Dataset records
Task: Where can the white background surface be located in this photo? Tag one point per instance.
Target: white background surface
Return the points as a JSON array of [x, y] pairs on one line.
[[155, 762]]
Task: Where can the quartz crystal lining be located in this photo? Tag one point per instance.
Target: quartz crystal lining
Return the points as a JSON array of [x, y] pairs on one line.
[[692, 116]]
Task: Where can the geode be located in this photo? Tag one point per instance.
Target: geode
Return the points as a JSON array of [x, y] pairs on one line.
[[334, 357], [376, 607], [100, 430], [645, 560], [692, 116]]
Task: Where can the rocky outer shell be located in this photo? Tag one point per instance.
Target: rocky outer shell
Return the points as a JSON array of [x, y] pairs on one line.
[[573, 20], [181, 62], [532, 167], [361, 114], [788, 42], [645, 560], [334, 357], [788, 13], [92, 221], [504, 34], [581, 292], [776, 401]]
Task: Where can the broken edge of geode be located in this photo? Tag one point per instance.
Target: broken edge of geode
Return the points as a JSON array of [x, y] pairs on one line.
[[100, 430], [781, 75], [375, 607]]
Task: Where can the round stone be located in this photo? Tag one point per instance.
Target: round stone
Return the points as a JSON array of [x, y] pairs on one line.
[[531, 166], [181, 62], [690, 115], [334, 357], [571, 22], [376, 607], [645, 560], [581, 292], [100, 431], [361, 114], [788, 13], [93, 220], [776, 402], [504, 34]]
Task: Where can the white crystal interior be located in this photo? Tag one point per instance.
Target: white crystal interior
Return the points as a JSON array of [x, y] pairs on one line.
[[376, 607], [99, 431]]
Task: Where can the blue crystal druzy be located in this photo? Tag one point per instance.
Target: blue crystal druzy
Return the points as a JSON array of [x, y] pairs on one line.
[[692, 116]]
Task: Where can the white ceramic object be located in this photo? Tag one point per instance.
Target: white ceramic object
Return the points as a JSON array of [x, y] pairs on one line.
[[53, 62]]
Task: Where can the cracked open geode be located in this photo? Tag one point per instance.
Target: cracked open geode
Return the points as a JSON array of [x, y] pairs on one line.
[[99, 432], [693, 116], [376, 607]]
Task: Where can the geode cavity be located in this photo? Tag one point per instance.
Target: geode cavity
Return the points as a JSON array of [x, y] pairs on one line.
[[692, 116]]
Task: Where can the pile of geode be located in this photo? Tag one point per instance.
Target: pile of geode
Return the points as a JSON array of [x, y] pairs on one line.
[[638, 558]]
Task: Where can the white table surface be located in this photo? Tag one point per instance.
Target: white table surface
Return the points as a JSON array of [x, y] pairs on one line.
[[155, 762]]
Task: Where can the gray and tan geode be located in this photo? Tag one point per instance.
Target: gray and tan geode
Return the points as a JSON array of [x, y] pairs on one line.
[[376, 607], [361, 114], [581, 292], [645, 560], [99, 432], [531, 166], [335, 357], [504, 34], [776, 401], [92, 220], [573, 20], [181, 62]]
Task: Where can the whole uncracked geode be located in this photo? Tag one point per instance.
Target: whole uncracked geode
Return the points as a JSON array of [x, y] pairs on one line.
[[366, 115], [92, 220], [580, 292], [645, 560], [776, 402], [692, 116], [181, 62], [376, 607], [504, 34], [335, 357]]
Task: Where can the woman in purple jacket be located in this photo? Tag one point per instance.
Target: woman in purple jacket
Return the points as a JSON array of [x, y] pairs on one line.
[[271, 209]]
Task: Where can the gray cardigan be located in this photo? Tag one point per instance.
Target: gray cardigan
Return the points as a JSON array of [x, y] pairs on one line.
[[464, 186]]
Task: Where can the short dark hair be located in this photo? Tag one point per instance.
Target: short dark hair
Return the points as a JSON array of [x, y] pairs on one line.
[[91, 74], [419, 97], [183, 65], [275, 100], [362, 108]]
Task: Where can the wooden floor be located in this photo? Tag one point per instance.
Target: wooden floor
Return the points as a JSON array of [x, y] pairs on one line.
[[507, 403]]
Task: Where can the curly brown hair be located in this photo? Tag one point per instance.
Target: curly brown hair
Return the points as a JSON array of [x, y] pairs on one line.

* Set problem
Rewrite all of the data above, switching every "Tag one point" to "Mark one point" and leaving everything else unchanged.

* Reply
Task: Where can the white background surface be located in this photo? Mark one point per instance.
Target: white background surface
Return the points as a JSON array of [x, y] pairs on one line.
[[155, 762]]
Task: Where can the quartz crystal lining be located in this photo? Mark one point per instance.
Target: quartz crystal lining
Return the points as a JSON array of [x, y] pairs on one line.
[[692, 116]]
Task: Where can the geode be located in this photo? Mark one point per instance.
Target: geode
Return the points as a JSON array of [x, y] pairs on one line.
[[334, 357], [376, 607], [100, 430], [645, 560], [692, 116]]
Task: Where can the rocky outer shell be located in this photo? Mark one point per instance.
Target: rocky outer shell
Return the points as a JSON array of [x, y] pairs on one line.
[[573, 20], [181, 62], [532, 167], [361, 114], [788, 42], [645, 560], [334, 357], [788, 13], [92, 221], [504, 34], [581, 292], [776, 401]]
Task: Where can the broken edge of geode be located in this photo? Mark one point per instance.
Target: broken edge of geode
Return the points as a JSON array of [x, y] pairs on one line.
[[100, 430], [781, 75], [375, 607]]
Task: Where can the round stone be located in this photo? Mark one point per instance.
Target: round stone
Return the points as a JSON array of [x, y] pairs on one line.
[[531, 166], [181, 62], [690, 115], [334, 357], [571, 22], [376, 607], [645, 560], [581, 292], [100, 431], [361, 114], [788, 13], [93, 220], [776, 402], [504, 34]]
Task: Where can the white crystal interior be located in this photo? Mark one point per instance.
Target: white crystal interior
Return the points as a JSON array of [x, y] pairs on one line.
[[376, 607], [99, 431]]
Task: Where can the blue crystal druzy be located in this photo? Mark one point per instance.
Target: blue crystal druzy
Return the points as a JSON array of [x, y] pairs on one line.
[[692, 116]]
Task: Where can the white ceramic object be located in this photo? Mark one point per instance.
Target: white ceramic object
Return the points as a JSON array of [x, y] pairs on one line.
[[53, 62]]
Task: Where can the cracked open geode be located in this photo? Mark one point per instance.
Target: cracked open geode
Return the points as a JSON array of [x, y] pairs on one line.
[[99, 432], [693, 116], [376, 607]]
Task: Where can the geode cavity be located in this photo? Mark one point per instance.
Target: geode cavity
Return the points as a JSON array of [x, y] pairs on one line.
[[692, 116]]
Task: Where can the pile of geode be located in this photo? Mark one point per instance.
Target: pile of geode
Return the points as a JSON array of [x, y] pairs on one line.
[[638, 558]]
Task: Where can the white table surface be located in this photo? Mark one point per instance.
Target: white table surface
Return the points as a JSON array of [x, y] pairs on one line.
[[155, 762]]
Task: Where can the gray and tan geode be located in this photo? Mark one point per instance.
Target: gray and tan geode
Return the points as a JSON array of [x, y] pairs on one line.
[[376, 607], [361, 114], [581, 292], [645, 560], [99, 432], [531, 166], [335, 357], [504, 34], [776, 401], [92, 220], [573, 20], [181, 62]]
Task: Where can the whole uncracked geode be located in this photo? Mark one point per instance.
Target: whole uncracked geode
Return the points as a JSON array of [x, y] pairs on one line.
[[366, 115], [92, 220], [580, 292], [645, 560], [776, 402], [692, 116], [181, 62], [376, 607], [504, 34], [335, 357]]
Task: Where can the woman in purple jacket be located in this photo? Mark one point per instance.
Target: woman in purple jacket
Return the points as a JSON array of [x, y] pairs on one line.
[[271, 209]]
Task: Where can the gray cardigan be located in this photo? Mark one point per instance.
Target: gray cardigan
Return the points as a JSON array of [x, y] pairs on one line.
[[464, 186]]
Task: Where can the short dark hair be located in this photo? Mark one point per instance.
Target: short dark hair
Return the points as a JSON array of [x, y] pairs on one line.
[[91, 74], [419, 97], [183, 65], [275, 100], [362, 108]]
Task: Where can the wooden floor be located in this photo? Mark one point per instance.
Target: wooden floor
Return the points as a JSON array of [x, y] pairs on one line.
[[507, 403]]
Task: Where can the curly brown hair be located in this photo? Mark one point per instance.
Target: curly brown hair
Return the points as a JSON array of [x, y] pairs on one line.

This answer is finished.